Position annotation entries
= = = = = = =

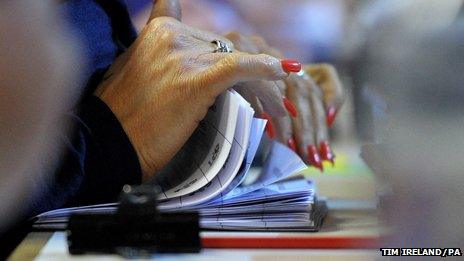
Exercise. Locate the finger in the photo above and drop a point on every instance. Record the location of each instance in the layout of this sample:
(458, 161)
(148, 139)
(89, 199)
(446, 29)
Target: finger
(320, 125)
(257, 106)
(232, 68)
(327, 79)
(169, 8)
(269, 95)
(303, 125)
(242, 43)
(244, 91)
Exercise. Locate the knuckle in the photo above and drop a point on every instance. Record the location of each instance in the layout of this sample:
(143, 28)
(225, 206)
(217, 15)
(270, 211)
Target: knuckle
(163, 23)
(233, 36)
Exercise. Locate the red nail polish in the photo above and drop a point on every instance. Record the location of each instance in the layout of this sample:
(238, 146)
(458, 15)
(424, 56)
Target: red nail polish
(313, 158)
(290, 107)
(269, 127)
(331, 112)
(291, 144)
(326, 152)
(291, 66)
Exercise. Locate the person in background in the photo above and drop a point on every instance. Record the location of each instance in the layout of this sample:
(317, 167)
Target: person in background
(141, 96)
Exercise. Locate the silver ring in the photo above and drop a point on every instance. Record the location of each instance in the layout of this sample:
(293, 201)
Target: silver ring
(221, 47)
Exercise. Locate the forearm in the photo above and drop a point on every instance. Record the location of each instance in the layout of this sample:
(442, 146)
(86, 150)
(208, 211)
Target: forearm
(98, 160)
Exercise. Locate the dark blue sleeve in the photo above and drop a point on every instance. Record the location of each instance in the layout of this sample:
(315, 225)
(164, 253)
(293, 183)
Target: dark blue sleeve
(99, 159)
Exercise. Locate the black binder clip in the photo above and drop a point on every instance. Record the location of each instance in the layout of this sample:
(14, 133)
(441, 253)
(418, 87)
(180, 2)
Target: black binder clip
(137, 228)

= = = = = = =

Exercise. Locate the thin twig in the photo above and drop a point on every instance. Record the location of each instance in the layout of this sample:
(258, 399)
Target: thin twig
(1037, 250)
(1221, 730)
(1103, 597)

= = = = = = =

> **The request**
Convert the lines from the one containing "Exercise. Locate the thin" through the one containing "(1103, 597)" into a Markdown table with the columns Row and Line. Number each line in the Row column and leave out any blank lines.

> **Solved exercise**
| Row | Line |
|---|---|
| 1 | Exercise. Locate the thin twig in the photo above and drop a point on every instance. Record the location of each instance in the layout of this sample: |
| 2 | (258, 399) |
| 3 | Target: thin twig |
| 4 | (1037, 250) |
| 5 | (1221, 730) |
| 6 | (1103, 597) |